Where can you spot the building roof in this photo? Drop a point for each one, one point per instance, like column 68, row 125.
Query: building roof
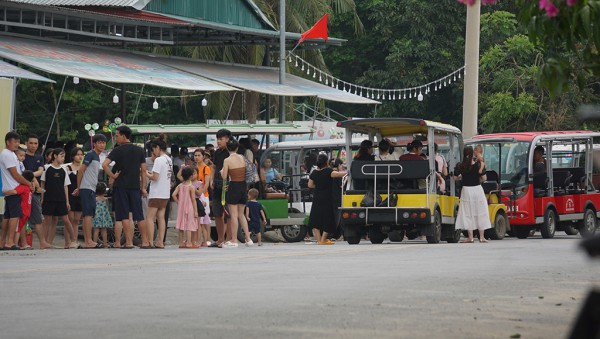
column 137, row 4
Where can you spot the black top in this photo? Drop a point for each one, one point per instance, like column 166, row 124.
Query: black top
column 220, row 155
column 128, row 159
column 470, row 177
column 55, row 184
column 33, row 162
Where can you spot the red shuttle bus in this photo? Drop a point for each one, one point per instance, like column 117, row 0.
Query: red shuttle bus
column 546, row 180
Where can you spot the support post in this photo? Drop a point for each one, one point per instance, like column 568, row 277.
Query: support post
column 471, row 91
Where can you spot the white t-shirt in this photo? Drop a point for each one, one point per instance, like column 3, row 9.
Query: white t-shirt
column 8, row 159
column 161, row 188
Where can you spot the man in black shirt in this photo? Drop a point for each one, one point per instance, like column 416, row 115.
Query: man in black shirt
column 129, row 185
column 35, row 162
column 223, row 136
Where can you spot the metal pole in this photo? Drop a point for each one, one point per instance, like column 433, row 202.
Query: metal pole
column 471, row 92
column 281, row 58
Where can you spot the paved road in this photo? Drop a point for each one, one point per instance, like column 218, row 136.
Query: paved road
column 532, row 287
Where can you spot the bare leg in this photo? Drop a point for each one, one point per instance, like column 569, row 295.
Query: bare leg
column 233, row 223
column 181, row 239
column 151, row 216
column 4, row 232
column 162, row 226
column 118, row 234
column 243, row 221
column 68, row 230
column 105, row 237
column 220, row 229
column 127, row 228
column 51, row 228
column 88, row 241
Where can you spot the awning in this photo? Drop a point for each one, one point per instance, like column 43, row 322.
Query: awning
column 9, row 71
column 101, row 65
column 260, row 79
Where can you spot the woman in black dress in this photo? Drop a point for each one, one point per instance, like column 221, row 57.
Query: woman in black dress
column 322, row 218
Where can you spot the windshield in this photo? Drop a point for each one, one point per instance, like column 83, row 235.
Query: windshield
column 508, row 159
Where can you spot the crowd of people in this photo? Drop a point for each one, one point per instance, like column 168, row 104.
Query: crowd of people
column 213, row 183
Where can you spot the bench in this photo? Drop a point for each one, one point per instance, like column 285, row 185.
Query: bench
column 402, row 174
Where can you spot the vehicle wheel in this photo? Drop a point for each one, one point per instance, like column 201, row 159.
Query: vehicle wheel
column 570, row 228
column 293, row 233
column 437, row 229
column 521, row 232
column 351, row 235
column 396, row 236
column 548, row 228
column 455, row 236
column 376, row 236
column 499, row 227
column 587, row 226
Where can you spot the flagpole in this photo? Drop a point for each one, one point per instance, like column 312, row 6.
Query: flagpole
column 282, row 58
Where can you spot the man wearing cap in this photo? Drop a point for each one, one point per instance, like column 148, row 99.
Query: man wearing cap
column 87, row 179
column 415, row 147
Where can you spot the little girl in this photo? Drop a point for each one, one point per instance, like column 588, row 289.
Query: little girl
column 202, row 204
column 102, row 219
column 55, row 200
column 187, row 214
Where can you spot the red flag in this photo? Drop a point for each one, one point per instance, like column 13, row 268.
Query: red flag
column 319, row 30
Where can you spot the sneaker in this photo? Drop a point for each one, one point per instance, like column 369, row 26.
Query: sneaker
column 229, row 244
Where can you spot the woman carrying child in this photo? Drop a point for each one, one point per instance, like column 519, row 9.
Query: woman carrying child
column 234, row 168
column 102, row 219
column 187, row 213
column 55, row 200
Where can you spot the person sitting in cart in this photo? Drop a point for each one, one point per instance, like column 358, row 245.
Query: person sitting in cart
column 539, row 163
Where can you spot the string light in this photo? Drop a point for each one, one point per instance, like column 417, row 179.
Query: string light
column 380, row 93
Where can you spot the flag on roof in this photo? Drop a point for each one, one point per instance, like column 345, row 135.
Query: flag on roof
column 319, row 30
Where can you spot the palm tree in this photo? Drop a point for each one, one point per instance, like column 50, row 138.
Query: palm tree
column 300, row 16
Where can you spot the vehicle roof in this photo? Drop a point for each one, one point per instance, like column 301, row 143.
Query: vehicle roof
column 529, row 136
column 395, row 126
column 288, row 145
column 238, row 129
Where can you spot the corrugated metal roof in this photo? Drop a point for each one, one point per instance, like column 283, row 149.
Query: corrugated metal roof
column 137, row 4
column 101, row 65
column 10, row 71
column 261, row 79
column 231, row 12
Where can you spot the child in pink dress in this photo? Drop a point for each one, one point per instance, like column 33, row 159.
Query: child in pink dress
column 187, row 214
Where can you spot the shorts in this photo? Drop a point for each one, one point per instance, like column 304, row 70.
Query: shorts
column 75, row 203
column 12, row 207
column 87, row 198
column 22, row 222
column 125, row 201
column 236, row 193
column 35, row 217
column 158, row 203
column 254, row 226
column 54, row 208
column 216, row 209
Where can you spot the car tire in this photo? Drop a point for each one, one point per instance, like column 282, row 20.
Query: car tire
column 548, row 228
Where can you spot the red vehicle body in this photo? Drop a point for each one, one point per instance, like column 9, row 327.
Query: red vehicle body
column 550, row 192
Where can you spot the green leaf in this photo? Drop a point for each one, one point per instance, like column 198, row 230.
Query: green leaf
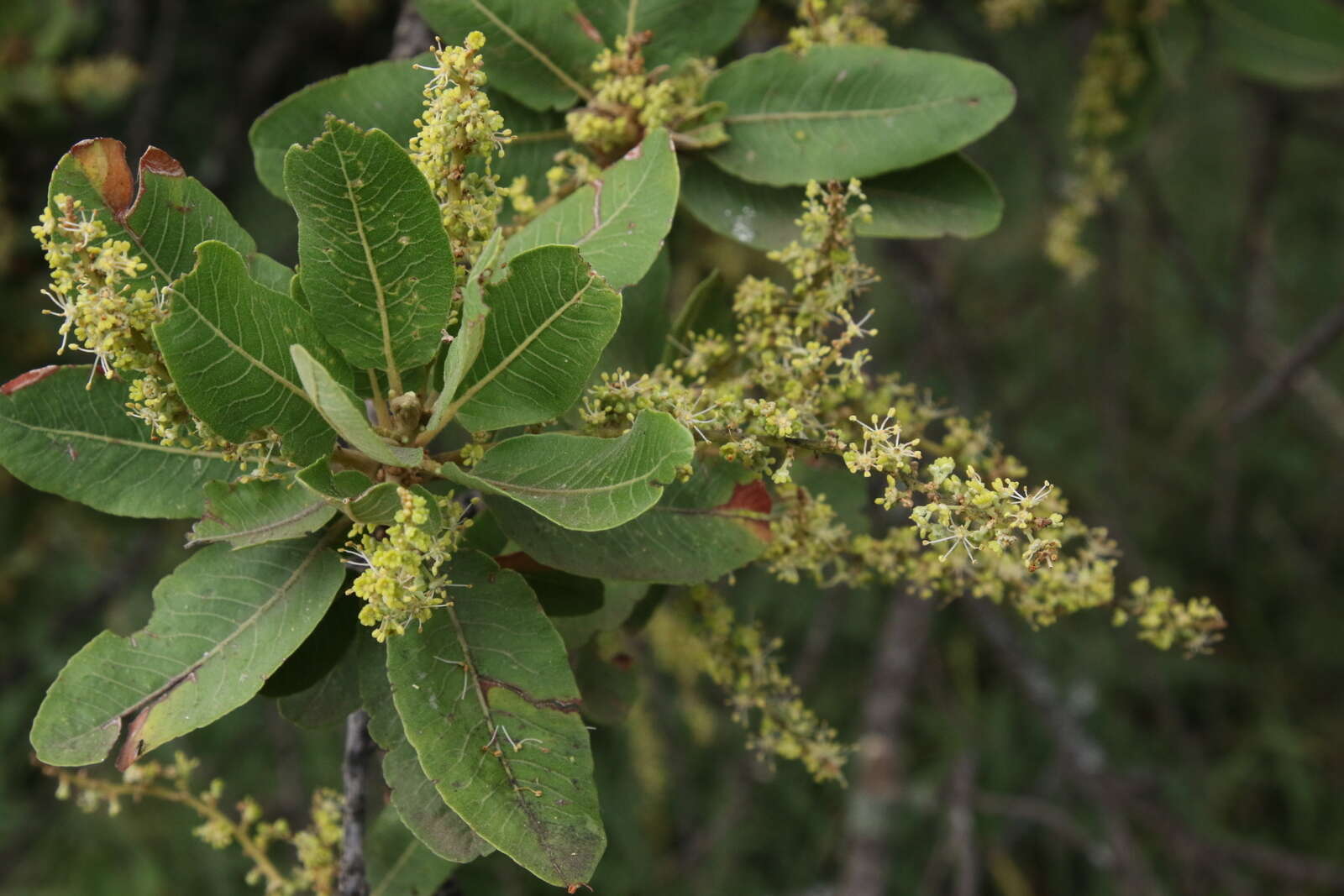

——

• **STATED PROBLEM**:
Write out the listing above exactly as it stands, pictures excluded.

• **FINISHED TASK**:
Where can you spot the building roof in this photo? Drop a point for each one, one point per instance, like column 68, row 125.
Query: building roof
column 137, row 4
Where can you spot the black top in this photo? Drop a point for each one, one point per instance, like column 166, row 124.
Query: black top
column 220, row 155
column 128, row 159
column 470, row 177
column 55, row 184
column 33, row 162
Where can you spot the red shuttle bus in this photo? Drop a point for each one, one point per instance, like column 117, row 0.
Query: red shuttle bus
column 546, row 180
Where can you spot the support post in this photo? Drop a point for each one, one point per instance, like column 568, row 277.
Query: support post
column 471, row 91
Where can you spot the white t-shirt in this photo? Drop a point for each one, one point per instance, like column 3, row 9.
Query: white t-shirt
column 8, row 159
column 161, row 188
Where can you spot the man in black shirt in this photo? Drop a point for each one, one point per instance, like column 416, row 115.
Query: man in black shirt
column 129, row 185
column 35, row 162
column 223, row 136
Where can you spot the metal pole in this photo? Drop a point for each one, one point per instance, like column 433, row 202.
Query: metal pole
column 471, row 92
column 281, row 58
Where can you spot the paved road in this photo? Drop a point for each one, one point per instance, like column 218, row 136.
Query: paved road
column 532, row 287
Where can you spot the bare leg in this photo? Drop a point for each one, one point per instance, like column 569, row 295.
Query: bare leg
column 233, row 223
column 181, row 239
column 151, row 216
column 4, row 232
column 162, row 226
column 118, row 234
column 243, row 221
column 68, row 230
column 105, row 237
column 220, row 229
column 127, row 228
column 51, row 228
column 88, row 241
Where can you spot the awning in this photo? Drop a point for each one, one point per instance, like column 43, row 322.
Query: awning
column 9, row 71
column 101, row 65
column 260, row 79
Where can you spot the woman in black dress in this photo? Drop a point for each one, one point per instance, like column 221, row 57.
Query: woman in black dress
column 322, row 218
Where can you spot the windshield in this photo? Drop a point for each one, one point per instance, like column 83, row 235.
Query: windshield
column 508, row 159
Where can you spot the crowd of people in this photo? Drop a point for each one, one point per instance, like column 168, row 104.
Query: crowd of people
column 213, row 183
Where can you spot the bench in this photo? Drop a point for each one, one point per instance, like column 285, row 185.
Query: bench
column 402, row 174
Where can you spot the vehicle wheel in this photo? Drop a point for each one, one point per instance, like column 201, row 159.
Query: vehicle wheel
column 570, row 228
column 293, row 233
column 437, row 229
column 521, row 232
column 351, row 235
column 396, row 236
column 548, row 228
column 455, row 236
column 376, row 236
column 499, row 227
column 587, row 226
Where can you spot the flagpole in this photo? Drop a point for each one, one point per instance, like column 312, row 6.
Query: flagpole
column 282, row 58
Where can you spot the man wearing cap in this photo? Drop a point for each one, one point per instance, like column 148, row 99.
Query: man wearing cap
column 87, row 179
column 415, row 147
Where can you spot the little girl in this photo? Drop a point for each one, one point per instance, like column 588, row 289.
Query: little girl
column 202, row 204
column 102, row 219
column 55, row 200
column 187, row 214
Where can you spot the red flag in this photo? Drop a point for each one, one point per instance, like column 13, row 268.
Query: red flag
column 319, row 30
Where can you spot the sneaker in this photo? Drop a point for each one, one point per instance, like column 369, row 26.
Query: sneaker
column 229, row 244
Where can you spot the woman carrying child in this photo? Drop a point for each one, one point per instance, like column 519, row 9.
Query: woman carrying child
column 234, row 168
column 102, row 219
column 187, row 213
column 55, row 200
Where can you spot the person sitting in cart in this photo? Drop a point for each one, one point per instance, like column 358, row 245.
Query: person sitting in cart
column 539, row 163
Where can you spot the string light in this photo? Drop a point for each one, one point per instance, like column 417, row 179.
Query: string light
column 380, row 93
Where can you spot the flag on roof in this photo? Drop a point for each one, one point per instance, like column 345, row 135.
Query: flag on roof
column 319, row 30
Where can you spot the palm tree in this photo? Drop a point for each one, one point per instance, like column 50, row 138.
Query: palm tree
column 300, row 16
Where can you spot the vehicle roof in this photo? Drop a point for each one, one point per instance, like column 301, row 143.
Query: vehicle roof
column 529, row 136
column 395, row 126
column 288, row 145
column 238, row 129
Where can you spot the corrugated metal roof in this photo? Drop a point for each one, one point per instance, like column 283, row 149.
Query: corrugated metal roof
column 137, row 4
column 101, row 65
column 10, row 71
column 261, row 79
column 231, row 12
Where can you spot the child in pink dress in this photo? Drop a point for each one, one point per instance, like column 33, row 159.
Query: child in pink dress
column 187, row 214
Where can you spot the shorts in this photo? Drop a point for each one, one point per instance, like column 304, row 70.
Query: shorts
column 75, row 203
column 12, row 207
column 87, row 198
column 22, row 222
column 125, row 201
column 236, row 193
column 35, row 217
column 158, row 203
column 254, row 226
column 54, row 208
column 216, row 209
Where can you spot the car tire in this photo? Drop a point for each one, one point per instance, like column 282, row 20.
Query: car tire
column 548, row 228
Where can you spot the red vehicle body in this photo? Drop a point for each one, one point per instance, like column 9, row 327.
Query: red vehicle body
column 550, row 192
Where can you spot the green leaf in this photo? Drop a point for each one, one point per instance, like column 198, row 230.
Query: green leaf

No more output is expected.